# Ejercicio propuesto
Copia sin cambiar nada todo lo que va desde la línea que contiene "locate object=dark brown camel" hasta el final de los registros, con ambos extremos incluidos.

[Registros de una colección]
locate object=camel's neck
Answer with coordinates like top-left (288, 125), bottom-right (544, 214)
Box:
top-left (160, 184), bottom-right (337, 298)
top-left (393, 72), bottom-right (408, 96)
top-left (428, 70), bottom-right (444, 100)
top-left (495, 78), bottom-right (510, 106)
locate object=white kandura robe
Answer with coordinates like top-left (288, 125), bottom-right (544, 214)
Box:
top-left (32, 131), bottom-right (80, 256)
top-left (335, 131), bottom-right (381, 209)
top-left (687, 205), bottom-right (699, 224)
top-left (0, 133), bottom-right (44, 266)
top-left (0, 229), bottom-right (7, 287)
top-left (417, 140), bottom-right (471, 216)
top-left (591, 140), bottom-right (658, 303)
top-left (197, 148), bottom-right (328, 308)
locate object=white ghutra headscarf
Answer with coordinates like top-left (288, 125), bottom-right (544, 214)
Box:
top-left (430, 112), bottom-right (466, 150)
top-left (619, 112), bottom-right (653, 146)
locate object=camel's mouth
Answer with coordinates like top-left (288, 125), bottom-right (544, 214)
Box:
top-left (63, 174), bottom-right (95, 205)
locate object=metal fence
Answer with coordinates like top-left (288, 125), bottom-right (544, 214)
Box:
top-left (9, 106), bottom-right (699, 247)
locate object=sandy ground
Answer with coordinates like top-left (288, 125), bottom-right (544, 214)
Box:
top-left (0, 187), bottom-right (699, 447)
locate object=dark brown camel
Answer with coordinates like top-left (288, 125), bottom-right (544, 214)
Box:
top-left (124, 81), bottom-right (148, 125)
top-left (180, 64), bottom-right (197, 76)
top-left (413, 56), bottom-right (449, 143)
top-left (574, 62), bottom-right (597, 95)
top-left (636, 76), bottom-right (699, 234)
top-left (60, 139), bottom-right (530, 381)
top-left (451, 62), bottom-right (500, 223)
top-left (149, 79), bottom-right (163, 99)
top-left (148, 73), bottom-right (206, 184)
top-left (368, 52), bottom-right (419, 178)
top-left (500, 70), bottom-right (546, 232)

# Tarea resuelta
locate object=dark brown camel
Answer with coordinates like top-left (288, 125), bottom-right (544, 214)
Box:
top-left (124, 81), bottom-right (148, 125)
top-left (180, 64), bottom-right (197, 76)
top-left (413, 56), bottom-right (449, 143)
top-left (574, 62), bottom-right (597, 95)
top-left (636, 76), bottom-right (699, 234)
top-left (60, 139), bottom-right (530, 381)
top-left (451, 62), bottom-right (500, 223)
top-left (149, 79), bottom-right (163, 99)
top-left (148, 73), bottom-right (206, 184)
top-left (368, 52), bottom-right (419, 178)
top-left (500, 70), bottom-right (546, 232)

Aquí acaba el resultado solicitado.